:: Haber metni ::
BIST 9.185
DOLAR 34,37
EURO 36,79
ALTIN 2.966,80
HABER /  GÜNCEL

Kandilli Rasathanesi Müdürü Prof. Dr. Haluk Özener : 'Bir sona doğru yaklaşıyoruz'

İSTANBUL'da 5.8'lik depreminin ardından Boğaziçi Üniversitesi Kandilli Rasathanesi ve Deprem Araştırma Enstitüsü Müdürü Prof. Dr. Haluk Özener, bugün kameraların karşısına geçti. Özener'den gelen açıklamalar ne yazık ki yüreklere su serpmedi. Profesör Özener 'Ne zaman olacağını maalesef bilmiyoruz. Ama olacağını ve gitgide de o sona yaklaştığımızı söyleyebilirim" dedi.

Abone ol

İSTANBUL Depremine ilişkin en yetkili birim olan Kandilli Rasathanesi Deprem Araştırma Enstitüsü'nden son dakika açıklamalar geldi. Kandilli Müdürü Prof. Dr. Haluk Özener son duruma ilişkin açıklama yaptığı sırada bir anda salonlada "deprem alarmı' sireni çaldı.

(Bir veri kaynağından satırlar)
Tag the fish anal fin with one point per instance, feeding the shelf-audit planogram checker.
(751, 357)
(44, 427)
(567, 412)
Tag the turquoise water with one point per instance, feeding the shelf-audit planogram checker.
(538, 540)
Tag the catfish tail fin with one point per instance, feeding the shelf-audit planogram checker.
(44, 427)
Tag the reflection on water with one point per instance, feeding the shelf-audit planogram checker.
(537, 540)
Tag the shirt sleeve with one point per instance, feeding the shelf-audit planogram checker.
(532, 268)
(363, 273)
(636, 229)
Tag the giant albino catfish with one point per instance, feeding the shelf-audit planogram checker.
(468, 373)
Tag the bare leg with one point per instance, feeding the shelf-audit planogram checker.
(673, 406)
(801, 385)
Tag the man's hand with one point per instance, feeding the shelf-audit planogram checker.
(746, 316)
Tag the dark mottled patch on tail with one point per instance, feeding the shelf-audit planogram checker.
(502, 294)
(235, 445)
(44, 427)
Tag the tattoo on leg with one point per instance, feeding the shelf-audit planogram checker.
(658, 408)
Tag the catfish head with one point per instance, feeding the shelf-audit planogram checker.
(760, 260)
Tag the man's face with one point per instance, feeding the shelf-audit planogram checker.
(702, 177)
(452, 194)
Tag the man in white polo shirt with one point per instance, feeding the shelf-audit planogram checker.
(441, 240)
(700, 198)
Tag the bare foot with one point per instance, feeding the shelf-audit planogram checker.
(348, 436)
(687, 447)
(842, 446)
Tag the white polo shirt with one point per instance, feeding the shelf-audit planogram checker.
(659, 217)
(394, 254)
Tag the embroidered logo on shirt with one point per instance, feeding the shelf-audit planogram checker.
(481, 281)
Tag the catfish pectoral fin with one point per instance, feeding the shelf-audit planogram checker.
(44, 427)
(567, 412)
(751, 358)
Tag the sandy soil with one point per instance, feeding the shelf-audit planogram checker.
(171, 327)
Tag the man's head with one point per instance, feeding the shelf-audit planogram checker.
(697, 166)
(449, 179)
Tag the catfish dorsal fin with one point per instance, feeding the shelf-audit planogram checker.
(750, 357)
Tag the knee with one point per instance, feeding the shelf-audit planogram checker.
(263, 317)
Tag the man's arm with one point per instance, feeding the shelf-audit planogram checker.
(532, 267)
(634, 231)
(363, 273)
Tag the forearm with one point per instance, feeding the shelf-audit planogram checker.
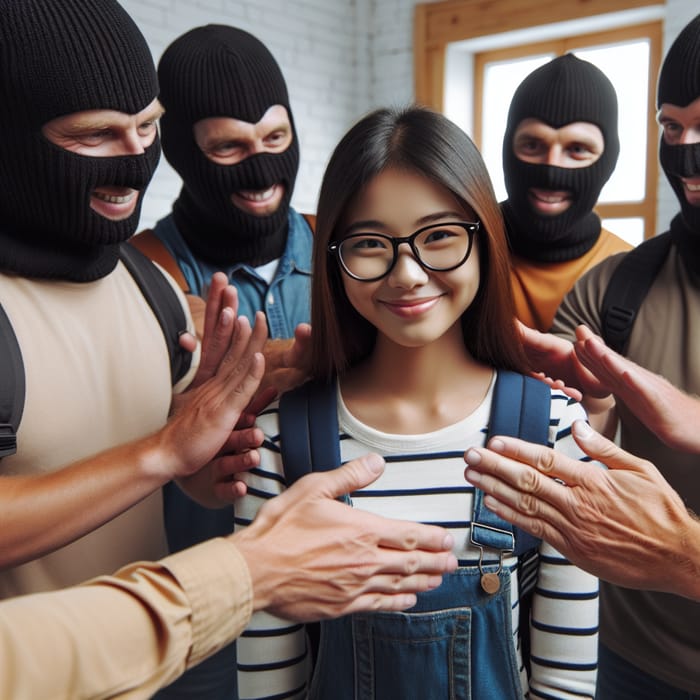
(45, 511)
(684, 562)
(127, 635)
(564, 629)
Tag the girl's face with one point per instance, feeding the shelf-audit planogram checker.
(412, 306)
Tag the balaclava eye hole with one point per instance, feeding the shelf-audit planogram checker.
(221, 71)
(679, 85)
(561, 92)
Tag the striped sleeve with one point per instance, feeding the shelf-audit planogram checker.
(273, 660)
(564, 618)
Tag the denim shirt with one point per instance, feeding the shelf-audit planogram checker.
(286, 301)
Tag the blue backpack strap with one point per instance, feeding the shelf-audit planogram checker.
(628, 287)
(164, 303)
(12, 387)
(308, 417)
(520, 408)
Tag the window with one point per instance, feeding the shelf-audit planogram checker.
(624, 56)
(498, 51)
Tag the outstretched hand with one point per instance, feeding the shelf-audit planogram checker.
(624, 524)
(554, 359)
(312, 557)
(667, 411)
(288, 360)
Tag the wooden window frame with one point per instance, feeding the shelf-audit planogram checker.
(438, 24)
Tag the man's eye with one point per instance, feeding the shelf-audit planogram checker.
(439, 235)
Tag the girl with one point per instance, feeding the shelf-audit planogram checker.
(413, 318)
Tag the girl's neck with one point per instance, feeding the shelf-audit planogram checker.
(416, 390)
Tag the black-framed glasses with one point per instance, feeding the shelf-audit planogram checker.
(369, 256)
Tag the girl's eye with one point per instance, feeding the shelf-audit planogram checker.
(439, 235)
(368, 243)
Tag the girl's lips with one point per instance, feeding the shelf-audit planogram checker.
(409, 308)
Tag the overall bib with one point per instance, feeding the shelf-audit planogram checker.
(456, 643)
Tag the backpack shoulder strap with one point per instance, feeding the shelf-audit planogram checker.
(628, 287)
(308, 419)
(520, 408)
(12, 387)
(311, 221)
(152, 247)
(165, 304)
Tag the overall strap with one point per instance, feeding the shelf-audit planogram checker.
(628, 287)
(520, 408)
(308, 418)
(164, 303)
(12, 386)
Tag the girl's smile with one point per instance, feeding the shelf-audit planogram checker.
(412, 306)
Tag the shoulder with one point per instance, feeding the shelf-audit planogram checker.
(608, 244)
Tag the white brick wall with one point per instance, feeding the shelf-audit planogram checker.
(340, 58)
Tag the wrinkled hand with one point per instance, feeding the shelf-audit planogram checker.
(312, 557)
(667, 411)
(203, 419)
(555, 359)
(625, 524)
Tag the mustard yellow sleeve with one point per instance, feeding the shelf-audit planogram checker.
(125, 636)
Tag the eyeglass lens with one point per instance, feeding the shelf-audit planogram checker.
(440, 247)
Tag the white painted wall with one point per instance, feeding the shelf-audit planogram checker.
(341, 58)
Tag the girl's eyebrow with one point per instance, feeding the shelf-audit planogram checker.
(375, 224)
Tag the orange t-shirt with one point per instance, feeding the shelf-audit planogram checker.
(539, 287)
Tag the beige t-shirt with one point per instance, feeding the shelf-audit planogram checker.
(539, 287)
(97, 375)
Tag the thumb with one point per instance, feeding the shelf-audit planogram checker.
(352, 476)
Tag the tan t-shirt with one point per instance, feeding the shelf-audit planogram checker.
(657, 632)
(97, 375)
(539, 287)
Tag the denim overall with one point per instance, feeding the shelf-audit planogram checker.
(456, 643)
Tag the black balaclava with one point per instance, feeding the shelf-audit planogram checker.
(679, 84)
(58, 57)
(220, 71)
(563, 91)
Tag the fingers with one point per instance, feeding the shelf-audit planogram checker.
(603, 450)
(298, 355)
(243, 441)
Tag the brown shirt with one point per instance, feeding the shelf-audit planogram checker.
(97, 375)
(657, 632)
(125, 636)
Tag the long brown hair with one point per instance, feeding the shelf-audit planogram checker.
(425, 142)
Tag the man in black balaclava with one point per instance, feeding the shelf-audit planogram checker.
(80, 496)
(649, 640)
(228, 131)
(559, 149)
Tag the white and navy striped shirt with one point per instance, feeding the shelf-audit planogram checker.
(424, 481)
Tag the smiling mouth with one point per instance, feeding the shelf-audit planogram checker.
(549, 197)
(257, 195)
(113, 198)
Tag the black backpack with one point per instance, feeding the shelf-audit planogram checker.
(164, 303)
(628, 287)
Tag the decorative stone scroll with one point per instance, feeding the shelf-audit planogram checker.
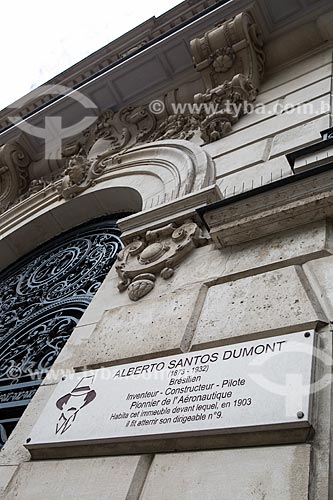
(158, 252)
(14, 163)
(231, 48)
(231, 60)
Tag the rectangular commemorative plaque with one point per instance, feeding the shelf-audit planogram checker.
(244, 394)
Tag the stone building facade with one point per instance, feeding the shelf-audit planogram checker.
(211, 146)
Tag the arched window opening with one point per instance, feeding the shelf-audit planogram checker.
(42, 298)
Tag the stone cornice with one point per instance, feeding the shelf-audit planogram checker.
(282, 205)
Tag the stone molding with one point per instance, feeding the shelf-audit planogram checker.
(302, 200)
(158, 252)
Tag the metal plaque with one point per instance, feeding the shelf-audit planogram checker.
(262, 385)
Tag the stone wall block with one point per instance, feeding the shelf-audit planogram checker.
(160, 326)
(271, 303)
(272, 473)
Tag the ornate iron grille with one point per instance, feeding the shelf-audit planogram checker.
(42, 298)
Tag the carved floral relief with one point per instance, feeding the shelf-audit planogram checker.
(157, 253)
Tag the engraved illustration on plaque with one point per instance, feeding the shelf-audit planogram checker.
(71, 403)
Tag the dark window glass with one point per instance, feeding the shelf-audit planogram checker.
(42, 298)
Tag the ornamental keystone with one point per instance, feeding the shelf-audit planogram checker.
(158, 252)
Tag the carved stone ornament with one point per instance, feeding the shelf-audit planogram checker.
(233, 47)
(114, 131)
(157, 253)
(14, 163)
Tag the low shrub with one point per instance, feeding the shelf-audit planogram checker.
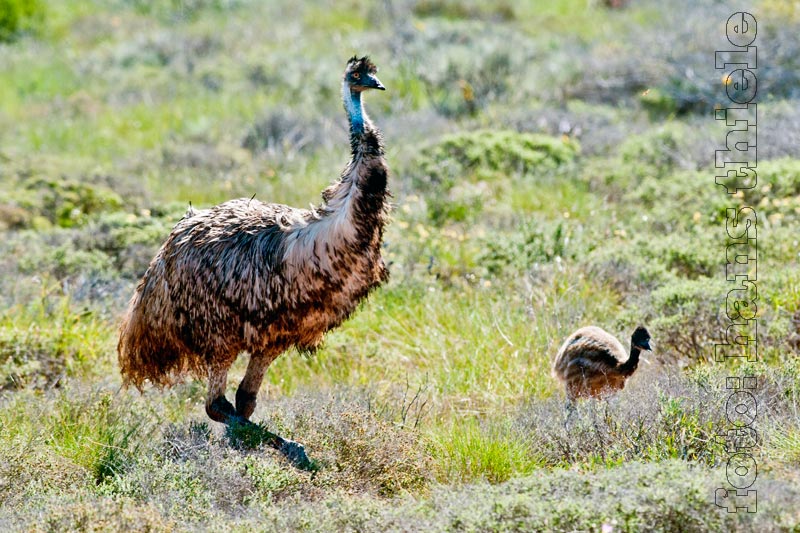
(20, 16)
(460, 173)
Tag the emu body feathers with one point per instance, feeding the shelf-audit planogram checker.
(247, 276)
(592, 361)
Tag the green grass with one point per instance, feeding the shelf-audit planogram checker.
(536, 190)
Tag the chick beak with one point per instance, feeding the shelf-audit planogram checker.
(375, 83)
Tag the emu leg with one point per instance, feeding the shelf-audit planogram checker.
(247, 392)
(246, 396)
(218, 408)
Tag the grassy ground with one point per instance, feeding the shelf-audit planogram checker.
(550, 169)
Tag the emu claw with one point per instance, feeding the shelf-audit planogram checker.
(296, 453)
(246, 434)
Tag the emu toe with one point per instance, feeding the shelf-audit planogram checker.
(296, 453)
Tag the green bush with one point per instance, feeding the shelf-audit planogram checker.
(689, 318)
(462, 172)
(20, 16)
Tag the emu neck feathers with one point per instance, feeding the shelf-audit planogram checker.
(353, 212)
(633, 361)
(355, 111)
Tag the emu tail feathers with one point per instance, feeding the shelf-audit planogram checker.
(145, 353)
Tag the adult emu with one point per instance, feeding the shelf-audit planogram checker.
(590, 362)
(247, 276)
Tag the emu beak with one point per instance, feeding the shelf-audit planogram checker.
(374, 83)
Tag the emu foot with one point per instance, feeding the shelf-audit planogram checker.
(246, 434)
(296, 453)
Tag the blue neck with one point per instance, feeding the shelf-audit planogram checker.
(355, 112)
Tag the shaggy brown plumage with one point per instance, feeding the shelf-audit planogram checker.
(247, 276)
(590, 362)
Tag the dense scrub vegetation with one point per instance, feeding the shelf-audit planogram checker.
(551, 168)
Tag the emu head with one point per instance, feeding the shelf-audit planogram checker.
(360, 75)
(641, 338)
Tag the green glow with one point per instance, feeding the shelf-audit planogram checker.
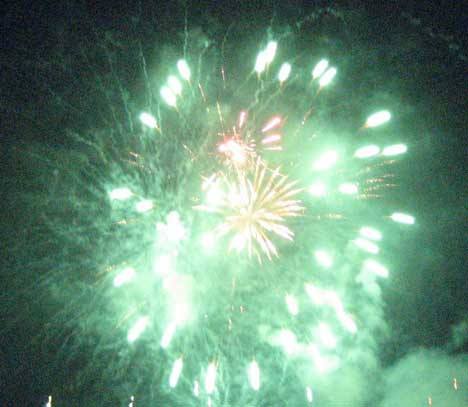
(319, 69)
(163, 264)
(284, 72)
(317, 189)
(326, 161)
(366, 245)
(167, 335)
(327, 77)
(210, 378)
(347, 322)
(348, 188)
(323, 258)
(208, 241)
(367, 151)
(120, 194)
(175, 373)
(326, 336)
(292, 305)
(148, 120)
(370, 233)
(403, 218)
(287, 341)
(174, 85)
(376, 268)
(168, 96)
(184, 69)
(378, 118)
(144, 206)
(395, 149)
(137, 329)
(254, 375)
(124, 277)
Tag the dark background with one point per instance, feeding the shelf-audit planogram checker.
(419, 46)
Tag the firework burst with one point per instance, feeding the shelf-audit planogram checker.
(217, 321)
(254, 206)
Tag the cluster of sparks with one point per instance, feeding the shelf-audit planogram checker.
(254, 203)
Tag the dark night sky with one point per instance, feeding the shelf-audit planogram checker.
(420, 45)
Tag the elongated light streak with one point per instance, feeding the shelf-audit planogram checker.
(184, 69)
(378, 118)
(284, 72)
(254, 375)
(175, 373)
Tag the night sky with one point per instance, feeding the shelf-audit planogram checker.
(413, 55)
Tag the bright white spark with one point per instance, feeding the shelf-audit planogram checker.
(174, 85)
(261, 62)
(120, 194)
(376, 268)
(348, 188)
(175, 373)
(326, 161)
(370, 233)
(366, 245)
(378, 118)
(184, 69)
(124, 277)
(270, 51)
(367, 151)
(196, 388)
(309, 394)
(284, 72)
(402, 218)
(210, 378)
(292, 305)
(327, 77)
(148, 120)
(323, 258)
(168, 96)
(144, 206)
(319, 69)
(137, 329)
(395, 149)
(254, 375)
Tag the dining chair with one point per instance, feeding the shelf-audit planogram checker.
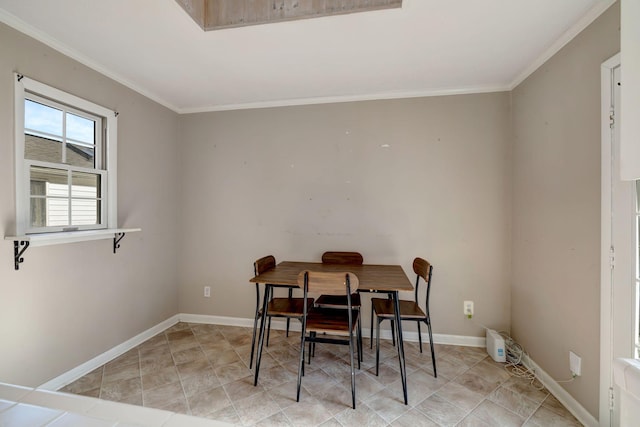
(409, 310)
(340, 301)
(336, 325)
(287, 307)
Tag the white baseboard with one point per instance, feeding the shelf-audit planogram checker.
(68, 377)
(561, 394)
(79, 371)
(280, 324)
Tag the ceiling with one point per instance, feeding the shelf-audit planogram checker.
(427, 47)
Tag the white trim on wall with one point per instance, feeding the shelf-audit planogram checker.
(109, 355)
(561, 394)
(594, 13)
(565, 38)
(83, 369)
(68, 377)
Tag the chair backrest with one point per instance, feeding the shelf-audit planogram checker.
(342, 258)
(328, 283)
(423, 269)
(264, 264)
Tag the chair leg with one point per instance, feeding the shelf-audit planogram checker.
(393, 332)
(353, 372)
(377, 344)
(288, 318)
(371, 330)
(268, 330)
(300, 366)
(360, 356)
(253, 339)
(433, 354)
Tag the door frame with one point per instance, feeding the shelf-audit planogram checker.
(617, 302)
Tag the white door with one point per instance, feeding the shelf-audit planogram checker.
(620, 258)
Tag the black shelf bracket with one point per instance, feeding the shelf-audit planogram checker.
(116, 241)
(17, 252)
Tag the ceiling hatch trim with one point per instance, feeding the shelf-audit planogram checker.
(25, 28)
(221, 14)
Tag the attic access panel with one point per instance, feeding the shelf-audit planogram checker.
(220, 14)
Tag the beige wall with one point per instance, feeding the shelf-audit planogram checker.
(69, 303)
(555, 301)
(294, 182)
(499, 191)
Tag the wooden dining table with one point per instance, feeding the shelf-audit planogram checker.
(389, 279)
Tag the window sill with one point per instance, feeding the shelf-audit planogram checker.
(45, 239)
(21, 243)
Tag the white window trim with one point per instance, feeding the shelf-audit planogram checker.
(23, 84)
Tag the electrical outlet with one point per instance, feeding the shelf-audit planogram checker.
(468, 309)
(575, 364)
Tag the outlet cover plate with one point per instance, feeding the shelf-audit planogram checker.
(575, 363)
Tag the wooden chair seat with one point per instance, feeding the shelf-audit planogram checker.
(340, 301)
(291, 308)
(287, 307)
(383, 309)
(337, 301)
(409, 310)
(331, 321)
(340, 325)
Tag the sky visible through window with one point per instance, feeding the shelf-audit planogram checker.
(43, 120)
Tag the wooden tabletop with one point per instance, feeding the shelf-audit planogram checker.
(373, 278)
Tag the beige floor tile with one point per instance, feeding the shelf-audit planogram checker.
(87, 383)
(208, 401)
(164, 395)
(460, 396)
(232, 372)
(545, 417)
(514, 402)
(441, 411)
(388, 405)
(203, 370)
(188, 355)
(195, 384)
(363, 415)
(194, 368)
(242, 389)
(413, 418)
(160, 377)
(496, 415)
(121, 372)
(527, 389)
(279, 419)
(256, 408)
(119, 390)
(307, 412)
(228, 414)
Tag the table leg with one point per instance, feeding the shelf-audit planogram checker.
(403, 370)
(261, 339)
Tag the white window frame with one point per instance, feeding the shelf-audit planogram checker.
(108, 150)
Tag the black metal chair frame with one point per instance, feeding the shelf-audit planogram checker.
(258, 313)
(312, 338)
(426, 319)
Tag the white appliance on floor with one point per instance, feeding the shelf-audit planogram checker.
(495, 346)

:: Aşağıdakileri yapın ::
**1.** Haber metninde "Kandilli Rasathanesi Müdürü" ifadesinden başlayarak "alarmı' sireni çaldı." ifadesi de dahil olmak üzere bu ifadeye kadar olan bölümü değiştirmeden döndürün.
**2.** Haber metnine göre aşağıdaki soruları yanıtlayın.
(a) Haluk Özener'in müdürü olduğu rasathane hangi üniversiteye bağlıdır?
(b) İstanbul'da meydana gelen deprem kaç büyüklüğündeydi?
(c) Özener açıklama yaparken salonda hangi siren çaldı?
**3.** Haber metninde "İSTANBUL'da 5.8'lik depreminin ardından" diye başlayan paragrafı, ana bilgilerini koruyarak daha kısa biçimde yeniden yazın.
Yalnızca haber metnindeki bilgileri kullanın.

:: Görevlerin yanıtları ::
**1.**
Kandilli Rasathanesi Müdürü Prof. Dr. Haluk Özener : 'Bir sona doğru yaklaşıyoruz'

İSTANBUL'da 5.8'lik depreminin ardından Boğaziçi Üniversitesi Kandilli Rasathanesi ve Deprem Araştırma Enstitüsü Müdürü Prof. Dr. Haluk Özener, bugün kameraların karşısına geçti. Özener'den gelen açıklamalar ne yazık ki yüreklere su serpmedi. Profesör Özener 'Ne zaman olacağını maalesef bilmiyoruz. Ama olacağını ve gitgide de o sona yaklaştığımızı söyleyebilirim" dedi.

Abone ol

İSTANBUL Depremine ilişkin en yetkili birim olan Kandilli Rasathanesi Deprem Araştırma Enstitüsü'nden son dakika açıklamalar geldi. Kandilli Müdürü Prof. Dr. Haluk Özener son duruma ilişkin açıklama yaptığı sırada bir anda salonlada "deprem alarmı' sireni çaldı.

**2.**
(a) Boğaziçi Üniversitesi'ne bağlıdır.
(b) Deprem 5.8 büyüklüğündeydi.
(c) Salonda "deprem alarmı" sireni çaldı.

**3.** İstanbul'daki 5.8 büyüklüğündeki depremin ardından Boğaziçi Üniversitesi Kandilli Rasathanesi ve Deprem Araştırma Enstitüsü Müdürü Prof. Dr. Haluk Özener kameraların karşısına geçti. Özener, depremin ne zaman olacağının bilinmediğini, ancak olacağını ve sona giderek yaklaşıldığını söyledi. Bu açıklamalar yürekleri rahatlatmadı.